A2C Agent for playing Wimblepong with pretrained VAE as the encoder

This project served as the final project of course ELEC-E8125–Reinforcement-learning D. The code is available here

Wimblepong is a two player version of the pong-v0 OpenAI Gym environment developed by Intelligent Robotics group at Aalto University, Finland.

Motivation

In this project, we were asked to develop an agent for wimblepong and the agents will be tested in a battle royale. In addition, we have 2 options for state space: the visual observation or the encoded vector of the state. Altough many classmates chose to clone github repos of SOTA algorithms such as TRPO, PPO and Dueling Deep Q Networks, I decided to challenge myself and verify one of my questions: Will supervised pretained models help accelerate divergence of reinforcement learning agents? Therefore, I chose to use visual observations and first train a VAE to encode the visual observation, then train an A2C agent of which the input is the encoded state from the VAE encoder.

For sure A2C cannot be better than fancier algorithms, I’m still proud of myself, for bringing up ideas and verifying them independently.

Pretrained CNN-VAE

A CNN-VAE is pre-trained on collected observations of the wimblepong environment in order to accelerate the converge of the agent training. The VAE adopts a similar model strcture as ResNet. Some of the results on the test set are shown below.

A2C Agent

The encoder of the Agent is loaded from the checkpoint of the encoder of the pre-trained CNN-VAE. Then the agent is trained by A2C algorithm with entropy loss to encourage exploration. With pre-trained VAE loaded as the encoder, the convergence of the agent is accelerated as the following figures show (green paddle is the agent).

Conclusion

The pretrained encoder did help accelerate the convergence. However, there are several reasons why I don’t recommend doing so:

There’s a big gap between reconstructing the observations and predicting reliable actions and q-values. This makes pretrained model not completely plug-and-play for RL tasks. I spent many efforts selecting most suitable checkpoints and learning rates. It’s not so worthwhile, especially considering that it only accelerate a relatively small amount of training time, but can hardly boost the performance.
The model structure of VAE is not necessarily the best for RL models.
Exploration is the most crucial for RL. Not these tricks (that are not helpful for exploration).

Anyways, it’s still an interesting experience for me.
######
• YOUR GOAL
In the Wimblepong project write-up, which well-known model does the structure of the VAE resemble?

• THE DATA
######
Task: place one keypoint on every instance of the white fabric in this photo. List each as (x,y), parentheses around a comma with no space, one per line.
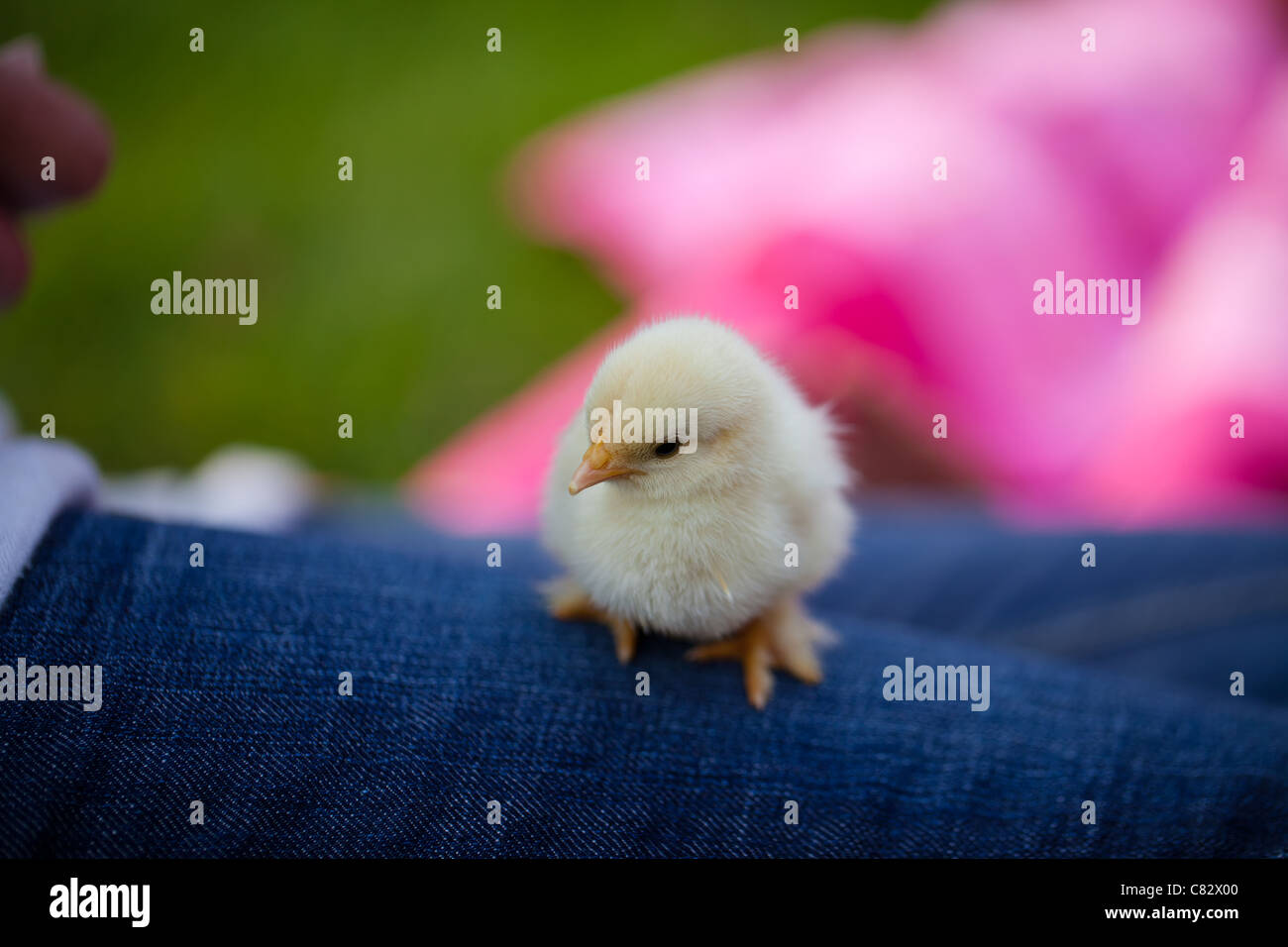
(38,478)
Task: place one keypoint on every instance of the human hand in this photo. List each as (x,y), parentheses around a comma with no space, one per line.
(40,118)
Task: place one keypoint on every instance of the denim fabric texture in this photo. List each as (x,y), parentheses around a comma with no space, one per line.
(220,684)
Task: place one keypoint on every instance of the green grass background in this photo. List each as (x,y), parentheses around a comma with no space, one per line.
(372,294)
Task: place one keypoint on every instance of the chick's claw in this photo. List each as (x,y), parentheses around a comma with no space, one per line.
(784,637)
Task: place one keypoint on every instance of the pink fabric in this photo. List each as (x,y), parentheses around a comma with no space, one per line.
(814,169)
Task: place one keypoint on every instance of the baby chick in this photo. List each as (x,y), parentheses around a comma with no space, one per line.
(688,534)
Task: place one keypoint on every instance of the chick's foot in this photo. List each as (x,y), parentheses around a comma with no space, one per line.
(570,602)
(784,637)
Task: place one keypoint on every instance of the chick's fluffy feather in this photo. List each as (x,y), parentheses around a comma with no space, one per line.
(660,549)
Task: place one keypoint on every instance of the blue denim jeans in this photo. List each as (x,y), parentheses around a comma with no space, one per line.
(1108,684)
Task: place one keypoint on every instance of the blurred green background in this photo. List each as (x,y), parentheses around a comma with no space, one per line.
(372,292)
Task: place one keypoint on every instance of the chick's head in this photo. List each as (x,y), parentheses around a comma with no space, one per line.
(679,407)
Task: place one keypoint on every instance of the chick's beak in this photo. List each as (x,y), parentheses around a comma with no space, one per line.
(597,464)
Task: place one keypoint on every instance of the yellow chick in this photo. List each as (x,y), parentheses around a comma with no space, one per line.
(719,500)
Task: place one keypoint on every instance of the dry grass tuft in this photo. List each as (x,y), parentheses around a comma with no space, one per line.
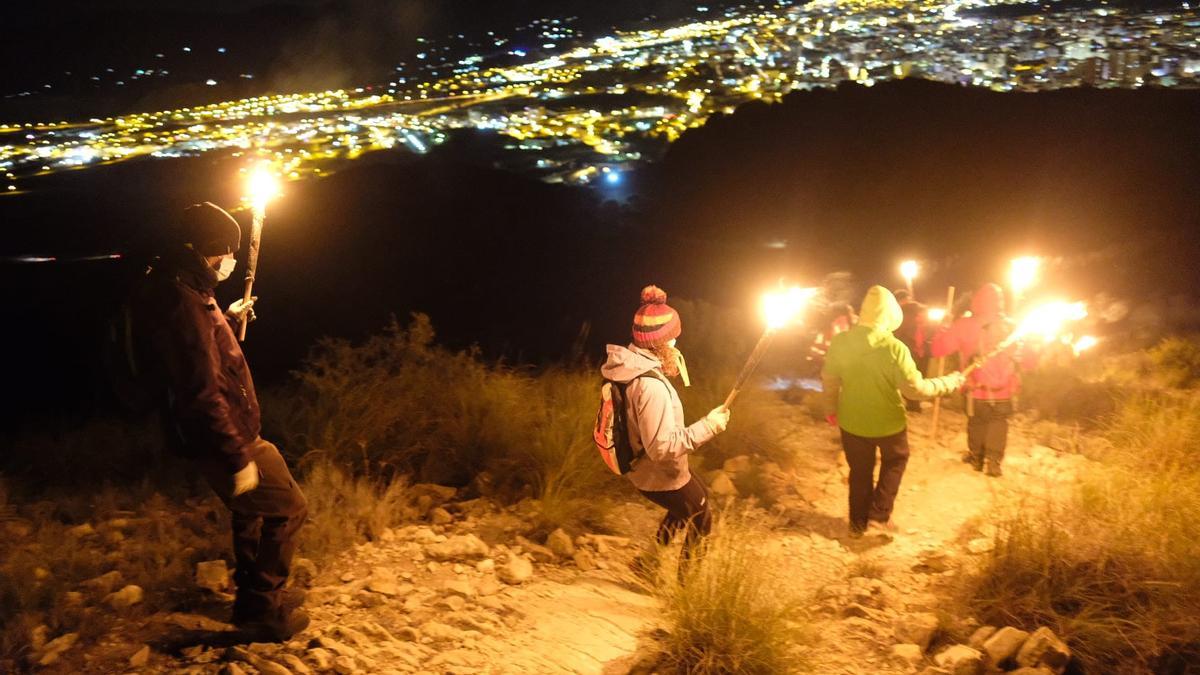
######
• SOLUTION FOR THIS EXERCISE
ResNet.